Problem: Rewrite every line of the records below as a Markdown table with the columns Row and Line, numbering the rows and skipping blank lines. Leave the pictures out of the table.

▼

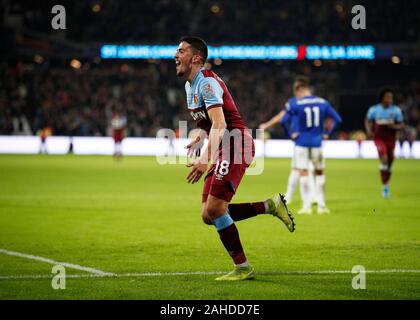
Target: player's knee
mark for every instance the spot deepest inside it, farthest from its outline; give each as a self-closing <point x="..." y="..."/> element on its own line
<point x="214" y="210"/>
<point x="204" y="215"/>
<point x="206" y="219"/>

▲

Result of this task:
| Row | Line |
|---|---|
| 1 | Target: player's knee |
| 2 | mark for every instance the spot deepest inside it, farthest from its outline; give each as a self-closing <point x="..." y="..."/> element on its own line |
| 3 | <point x="214" y="210"/> |
| 4 | <point x="204" y="215"/> |
| 5 | <point x="206" y="219"/> |